- **Extrait du document**
★ ★ ★ ★

Élargissement de l'Union européenne : Après le sommet de Copenhague25/12/20022002Journal/medias/journalnumero/images/2002/12/une1795.jpg.445x577_q85_box-0%2C104%2C1383%2C1896_crop_detail.jpg

Dans le monde

Élargissement de l'Union européenne : Après le sommet de Copenhague

Le sommet européen de Copenhague, qui vient de se tenir, était présenté comme ouvrant la dernière ligne droite aux dix pays, pour la plupart de l'Est européen, qui devraient rejoindre l'Union européenne en 2004.

En fait, il a été, comme tous les sommets et réunions sur cette question depuis une dizaine d'années, le cadre de marchandages au couteau, étant entendu que ledit couteau se trouve entre les mains des seules puissances qui dominent le continent. Car, au-delà des hypocrites discours de circonstance sur l'Europe " enfin, bientôt, réunie " (bien qu'une quinzaine d'États, et non des moindres, restent à l'écart de la future Europe à vingt-cinq), ces dix pays adhéreront à l'Union européenne en position de subordonnés vis-à-vis de leurs futurs " partenaires ".

★ ★ ★ ★

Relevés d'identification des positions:
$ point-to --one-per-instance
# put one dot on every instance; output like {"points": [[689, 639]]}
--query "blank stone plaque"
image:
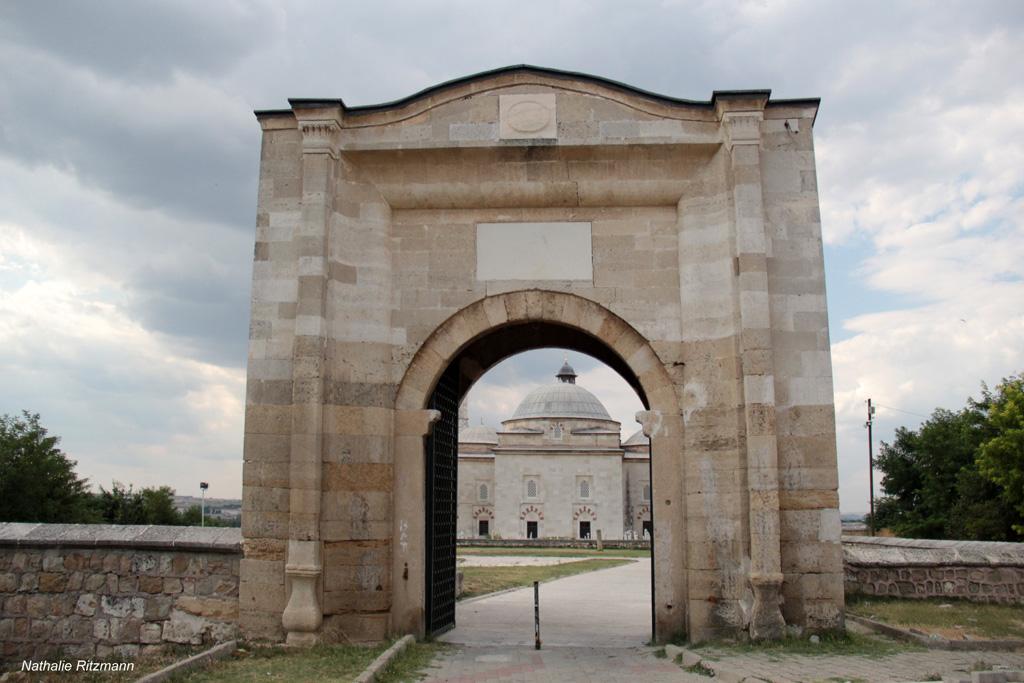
{"points": [[534, 251], [527, 117]]}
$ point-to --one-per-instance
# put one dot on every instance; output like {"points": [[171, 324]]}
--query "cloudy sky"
{"points": [[128, 164]]}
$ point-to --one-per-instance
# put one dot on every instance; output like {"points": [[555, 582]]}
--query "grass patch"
{"points": [[960, 619], [555, 552], [479, 581], [700, 670], [321, 663], [850, 644], [143, 665], [411, 665]]}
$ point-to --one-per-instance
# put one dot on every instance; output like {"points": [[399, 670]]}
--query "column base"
{"points": [[301, 639], [766, 615]]}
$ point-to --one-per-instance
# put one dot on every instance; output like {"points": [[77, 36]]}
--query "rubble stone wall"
{"points": [[105, 591], [923, 568]]}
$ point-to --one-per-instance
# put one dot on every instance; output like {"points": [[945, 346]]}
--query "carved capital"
{"points": [[321, 136]]}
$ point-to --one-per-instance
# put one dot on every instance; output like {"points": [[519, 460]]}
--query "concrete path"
{"points": [[464, 664], [603, 608], [514, 560], [913, 666]]}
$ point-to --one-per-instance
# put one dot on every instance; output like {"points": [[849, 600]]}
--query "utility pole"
{"points": [[870, 465], [203, 485]]}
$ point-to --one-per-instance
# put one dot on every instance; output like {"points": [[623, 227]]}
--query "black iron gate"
{"points": [[441, 497]]}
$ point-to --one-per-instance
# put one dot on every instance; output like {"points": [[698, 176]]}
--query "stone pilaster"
{"points": [[741, 125], [410, 522], [303, 614]]}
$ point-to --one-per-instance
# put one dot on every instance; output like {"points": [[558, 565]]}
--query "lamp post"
{"points": [[203, 485], [870, 465]]}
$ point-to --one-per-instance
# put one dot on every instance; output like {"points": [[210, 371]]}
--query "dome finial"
{"points": [[566, 374]]}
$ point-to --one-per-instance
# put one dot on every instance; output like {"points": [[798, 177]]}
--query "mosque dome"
{"points": [[564, 398], [637, 438], [478, 434]]}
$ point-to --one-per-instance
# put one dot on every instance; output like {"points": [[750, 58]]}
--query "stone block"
{"points": [[209, 607], [86, 604]]}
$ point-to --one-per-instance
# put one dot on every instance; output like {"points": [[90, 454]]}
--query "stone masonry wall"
{"points": [[109, 591], [922, 568]]}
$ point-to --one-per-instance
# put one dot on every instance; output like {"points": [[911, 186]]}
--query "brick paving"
{"points": [[465, 664], [916, 666]]}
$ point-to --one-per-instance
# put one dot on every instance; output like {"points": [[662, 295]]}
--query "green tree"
{"points": [[1000, 457], [123, 505], [38, 482], [158, 505], [933, 484]]}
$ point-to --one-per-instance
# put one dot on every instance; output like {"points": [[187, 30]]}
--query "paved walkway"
{"points": [[513, 560], [603, 608], [916, 666], [593, 627], [465, 664]]}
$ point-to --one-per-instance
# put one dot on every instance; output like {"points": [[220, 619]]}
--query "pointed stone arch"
{"points": [[497, 327]]}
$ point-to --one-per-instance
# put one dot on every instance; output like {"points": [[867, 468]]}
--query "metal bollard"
{"points": [[537, 614]]}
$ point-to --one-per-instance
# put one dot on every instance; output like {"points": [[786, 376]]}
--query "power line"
{"points": [[900, 410]]}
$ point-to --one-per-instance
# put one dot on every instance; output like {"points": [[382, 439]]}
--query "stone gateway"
{"points": [[402, 249]]}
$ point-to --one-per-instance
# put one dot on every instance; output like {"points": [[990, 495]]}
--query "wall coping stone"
{"points": [[196, 539], [576, 544], [884, 552]]}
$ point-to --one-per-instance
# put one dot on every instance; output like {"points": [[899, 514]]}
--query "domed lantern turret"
{"points": [[566, 374]]}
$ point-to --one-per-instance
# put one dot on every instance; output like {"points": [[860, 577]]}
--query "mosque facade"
{"points": [[556, 469]]}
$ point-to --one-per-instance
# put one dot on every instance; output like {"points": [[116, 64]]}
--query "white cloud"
{"points": [[128, 155]]}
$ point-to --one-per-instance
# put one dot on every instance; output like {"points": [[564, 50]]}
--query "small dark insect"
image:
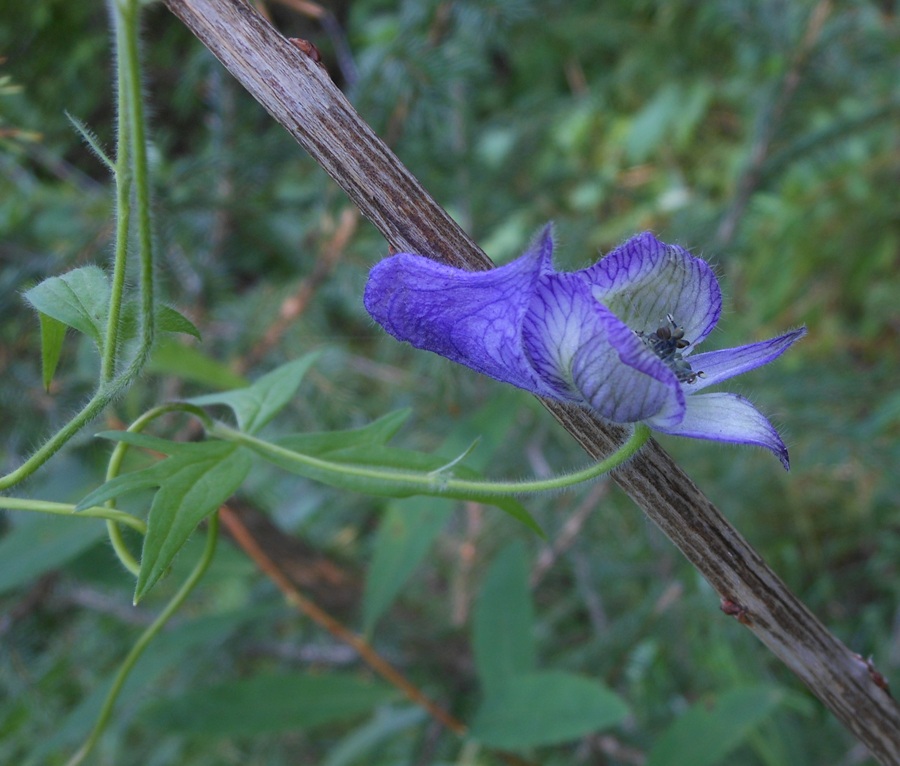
{"points": [[736, 610], [306, 48], [667, 343], [877, 677]]}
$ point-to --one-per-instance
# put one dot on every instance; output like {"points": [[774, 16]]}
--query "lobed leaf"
{"points": [[257, 404], [53, 333], [79, 299], [193, 481]]}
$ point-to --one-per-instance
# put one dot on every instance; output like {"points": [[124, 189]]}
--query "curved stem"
{"points": [[146, 637], [133, 156], [430, 482], [123, 179], [68, 509], [115, 463]]}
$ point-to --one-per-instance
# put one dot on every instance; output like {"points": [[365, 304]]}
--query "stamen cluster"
{"points": [[667, 343]]}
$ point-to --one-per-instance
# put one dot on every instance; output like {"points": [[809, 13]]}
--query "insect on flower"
{"points": [[618, 337]]}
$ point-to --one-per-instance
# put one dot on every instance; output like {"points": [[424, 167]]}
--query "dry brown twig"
{"points": [[298, 93]]}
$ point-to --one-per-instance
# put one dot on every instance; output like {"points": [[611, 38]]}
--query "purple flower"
{"points": [[617, 337]]}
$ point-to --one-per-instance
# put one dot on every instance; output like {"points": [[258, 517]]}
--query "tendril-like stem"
{"points": [[212, 534], [430, 482]]}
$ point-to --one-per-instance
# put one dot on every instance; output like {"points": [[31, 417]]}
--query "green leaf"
{"points": [[367, 740], [269, 703], [706, 733], [257, 404], [545, 708], [409, 527], [170, 320], [79, 299], [53, 332], [503, 622], [193, 482], [322, 443], [405, 534], [173, 358]]}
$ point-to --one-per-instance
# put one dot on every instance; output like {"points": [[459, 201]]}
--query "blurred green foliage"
{"points": [[762, 135]]}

★ ★ ★ ★

- **Consignes**
(A) Modifiez le passage de l'extrait qui va de « Élargissement de l'Union européenne : Après » jusqu'à « européenne en 2004. » en remplaçant « dix pays » par « pays candidats ».
(B) D'après l'extrait, en quelle année les dix pays devraient-ils rejoindre l'Union européenne ?

- **Solutions**
(A)
Élargissement de l'Union européenne : Après le sommet de Copenhague25/12/20022002Journal/medias/journalnumero/images/2002/12/une1795.jpg.445x577_q85_box-0%2C104%2C1383%2C1896_crop_detail.jpg

Dans le monde

Élargissement de l'Union européenne : Après le sommet de Copenhague

Le sommet européen de Copenhague, qui vient de se tenir, était présenté comme ouvrant la dernière ligne droite aux pays candidats, pour la plupart de l'Est européen, qui devraient rejoindre l'Union européenne en 2004.

(B) En 2004.